++++ ITEMS ++++
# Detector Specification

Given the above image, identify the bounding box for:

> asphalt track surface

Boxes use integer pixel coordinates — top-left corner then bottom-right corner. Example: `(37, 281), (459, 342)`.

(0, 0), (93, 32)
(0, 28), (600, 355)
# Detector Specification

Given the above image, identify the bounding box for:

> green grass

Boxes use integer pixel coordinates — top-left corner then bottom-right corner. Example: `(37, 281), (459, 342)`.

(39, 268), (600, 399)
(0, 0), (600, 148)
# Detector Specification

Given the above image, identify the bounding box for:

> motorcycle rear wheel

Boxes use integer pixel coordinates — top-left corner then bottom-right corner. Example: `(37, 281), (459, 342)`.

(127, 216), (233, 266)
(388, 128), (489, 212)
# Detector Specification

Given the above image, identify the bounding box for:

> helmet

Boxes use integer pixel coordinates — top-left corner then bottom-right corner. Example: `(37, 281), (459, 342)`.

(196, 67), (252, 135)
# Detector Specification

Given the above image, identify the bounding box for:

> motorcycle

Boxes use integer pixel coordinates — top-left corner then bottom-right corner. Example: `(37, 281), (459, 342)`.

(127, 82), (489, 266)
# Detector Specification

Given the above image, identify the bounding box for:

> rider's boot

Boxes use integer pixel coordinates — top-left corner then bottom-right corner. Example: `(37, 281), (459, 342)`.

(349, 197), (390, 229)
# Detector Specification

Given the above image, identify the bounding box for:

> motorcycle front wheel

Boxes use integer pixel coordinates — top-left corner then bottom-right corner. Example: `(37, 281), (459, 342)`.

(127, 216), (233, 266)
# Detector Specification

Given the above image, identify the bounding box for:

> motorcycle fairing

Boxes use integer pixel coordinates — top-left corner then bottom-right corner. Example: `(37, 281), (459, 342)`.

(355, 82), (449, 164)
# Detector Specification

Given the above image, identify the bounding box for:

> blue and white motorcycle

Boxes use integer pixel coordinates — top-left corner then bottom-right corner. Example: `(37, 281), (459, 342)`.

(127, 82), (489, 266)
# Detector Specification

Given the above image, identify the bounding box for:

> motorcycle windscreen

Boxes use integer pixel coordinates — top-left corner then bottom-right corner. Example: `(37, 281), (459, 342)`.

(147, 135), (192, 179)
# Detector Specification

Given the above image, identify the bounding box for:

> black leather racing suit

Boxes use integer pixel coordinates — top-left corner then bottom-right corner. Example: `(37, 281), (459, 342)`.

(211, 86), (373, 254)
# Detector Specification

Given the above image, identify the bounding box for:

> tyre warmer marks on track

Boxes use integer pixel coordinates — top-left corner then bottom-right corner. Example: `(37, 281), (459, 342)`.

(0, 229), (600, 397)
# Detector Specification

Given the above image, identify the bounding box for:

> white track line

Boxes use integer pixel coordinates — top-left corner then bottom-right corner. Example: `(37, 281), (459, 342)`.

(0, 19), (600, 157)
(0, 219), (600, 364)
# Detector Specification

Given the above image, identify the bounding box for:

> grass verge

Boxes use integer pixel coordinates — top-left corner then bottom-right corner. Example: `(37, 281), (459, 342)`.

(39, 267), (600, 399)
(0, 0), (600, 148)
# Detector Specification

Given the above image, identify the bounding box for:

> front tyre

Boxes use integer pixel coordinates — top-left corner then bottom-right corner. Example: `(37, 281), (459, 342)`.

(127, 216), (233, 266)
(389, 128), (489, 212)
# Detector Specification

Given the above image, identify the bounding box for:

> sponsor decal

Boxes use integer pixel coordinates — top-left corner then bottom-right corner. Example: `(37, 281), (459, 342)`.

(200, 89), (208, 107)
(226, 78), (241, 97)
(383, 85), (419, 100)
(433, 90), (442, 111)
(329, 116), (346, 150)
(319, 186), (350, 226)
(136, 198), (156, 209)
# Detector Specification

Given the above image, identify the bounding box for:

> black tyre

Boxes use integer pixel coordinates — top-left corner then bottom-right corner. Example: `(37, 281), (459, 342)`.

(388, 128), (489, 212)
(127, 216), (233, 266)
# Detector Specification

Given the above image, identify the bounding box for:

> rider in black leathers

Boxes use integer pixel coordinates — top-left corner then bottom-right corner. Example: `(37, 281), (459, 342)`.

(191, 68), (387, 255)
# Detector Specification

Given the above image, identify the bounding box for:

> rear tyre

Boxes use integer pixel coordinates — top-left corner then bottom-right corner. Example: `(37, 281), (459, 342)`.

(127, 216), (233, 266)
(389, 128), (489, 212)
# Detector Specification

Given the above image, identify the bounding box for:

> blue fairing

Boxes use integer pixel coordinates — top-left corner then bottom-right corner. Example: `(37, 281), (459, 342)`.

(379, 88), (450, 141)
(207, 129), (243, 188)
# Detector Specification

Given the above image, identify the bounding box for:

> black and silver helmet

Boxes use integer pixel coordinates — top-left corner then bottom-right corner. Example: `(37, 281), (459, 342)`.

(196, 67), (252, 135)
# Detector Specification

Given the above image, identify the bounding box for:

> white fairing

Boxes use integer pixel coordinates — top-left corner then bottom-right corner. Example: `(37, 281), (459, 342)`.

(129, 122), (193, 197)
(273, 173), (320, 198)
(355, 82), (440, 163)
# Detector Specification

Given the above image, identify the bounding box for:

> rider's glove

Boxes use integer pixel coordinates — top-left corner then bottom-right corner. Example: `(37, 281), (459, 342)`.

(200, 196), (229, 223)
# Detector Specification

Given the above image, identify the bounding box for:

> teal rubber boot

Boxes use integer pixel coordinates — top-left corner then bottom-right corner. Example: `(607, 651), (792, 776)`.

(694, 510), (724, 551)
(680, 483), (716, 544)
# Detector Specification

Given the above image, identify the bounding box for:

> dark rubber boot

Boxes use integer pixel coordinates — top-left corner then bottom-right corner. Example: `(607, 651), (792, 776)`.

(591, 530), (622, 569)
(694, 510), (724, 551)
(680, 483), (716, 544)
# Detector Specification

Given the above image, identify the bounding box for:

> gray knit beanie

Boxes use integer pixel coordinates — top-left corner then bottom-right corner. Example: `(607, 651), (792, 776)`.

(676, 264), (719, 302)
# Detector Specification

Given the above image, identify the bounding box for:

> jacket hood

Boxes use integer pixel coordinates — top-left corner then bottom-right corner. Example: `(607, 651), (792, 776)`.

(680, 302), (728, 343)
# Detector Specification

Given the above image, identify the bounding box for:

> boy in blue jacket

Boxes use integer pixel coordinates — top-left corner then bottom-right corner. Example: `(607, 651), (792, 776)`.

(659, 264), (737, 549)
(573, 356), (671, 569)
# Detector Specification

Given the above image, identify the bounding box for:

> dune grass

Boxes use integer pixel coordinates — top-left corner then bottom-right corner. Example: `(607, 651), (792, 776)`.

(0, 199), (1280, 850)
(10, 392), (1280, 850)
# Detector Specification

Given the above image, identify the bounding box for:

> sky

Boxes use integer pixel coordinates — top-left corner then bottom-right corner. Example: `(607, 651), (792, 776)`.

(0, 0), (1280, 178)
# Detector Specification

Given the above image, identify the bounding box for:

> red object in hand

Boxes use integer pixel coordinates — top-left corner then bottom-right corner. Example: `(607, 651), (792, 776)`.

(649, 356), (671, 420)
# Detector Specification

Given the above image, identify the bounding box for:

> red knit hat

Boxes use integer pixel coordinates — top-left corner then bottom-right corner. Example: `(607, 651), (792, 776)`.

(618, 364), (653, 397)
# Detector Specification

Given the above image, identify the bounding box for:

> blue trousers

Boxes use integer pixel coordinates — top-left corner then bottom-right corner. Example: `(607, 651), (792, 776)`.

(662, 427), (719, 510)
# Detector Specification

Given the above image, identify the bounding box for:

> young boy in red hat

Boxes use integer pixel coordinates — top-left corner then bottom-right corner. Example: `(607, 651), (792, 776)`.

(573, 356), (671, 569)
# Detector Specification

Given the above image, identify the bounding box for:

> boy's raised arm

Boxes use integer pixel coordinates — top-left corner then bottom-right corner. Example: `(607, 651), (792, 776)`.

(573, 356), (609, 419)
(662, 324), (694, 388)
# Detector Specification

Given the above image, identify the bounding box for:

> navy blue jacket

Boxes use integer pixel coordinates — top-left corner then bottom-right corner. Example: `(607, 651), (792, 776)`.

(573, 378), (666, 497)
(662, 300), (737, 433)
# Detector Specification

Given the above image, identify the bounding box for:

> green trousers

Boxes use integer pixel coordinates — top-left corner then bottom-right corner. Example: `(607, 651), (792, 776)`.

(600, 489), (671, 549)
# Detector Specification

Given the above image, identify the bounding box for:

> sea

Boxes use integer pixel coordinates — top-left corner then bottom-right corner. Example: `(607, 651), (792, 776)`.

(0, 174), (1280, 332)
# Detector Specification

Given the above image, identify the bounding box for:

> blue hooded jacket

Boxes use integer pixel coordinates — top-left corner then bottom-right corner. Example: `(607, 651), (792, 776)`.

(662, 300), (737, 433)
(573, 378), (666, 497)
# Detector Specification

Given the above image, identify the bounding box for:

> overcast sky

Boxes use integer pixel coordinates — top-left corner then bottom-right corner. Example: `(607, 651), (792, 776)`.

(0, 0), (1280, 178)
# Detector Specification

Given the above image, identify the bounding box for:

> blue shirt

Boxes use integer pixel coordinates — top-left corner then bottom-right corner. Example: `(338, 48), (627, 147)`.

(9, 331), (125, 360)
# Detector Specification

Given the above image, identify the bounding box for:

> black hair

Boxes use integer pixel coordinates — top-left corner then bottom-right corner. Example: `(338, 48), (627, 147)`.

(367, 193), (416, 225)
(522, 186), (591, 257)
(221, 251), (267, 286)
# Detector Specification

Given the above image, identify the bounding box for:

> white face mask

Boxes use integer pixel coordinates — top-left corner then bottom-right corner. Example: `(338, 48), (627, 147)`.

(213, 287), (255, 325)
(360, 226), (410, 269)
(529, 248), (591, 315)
++++
INSTRUCTIONS FOR THE TASK =
Please copy word for word the part of the material that opens with its first line and closes with the line containing "(0, 28), (600, 355)", including both of those lines.

TASK RESULT =
# Detector Specification

Given the above image, identify the bounding box for:

> asphalt track surface

Boxes use integer pixel coordinates — top-left corner then bottom-right corner. Example: `(37, 281), (459, 342)`.

(0, 0), (93, 32)
(0, 28), (600, 355)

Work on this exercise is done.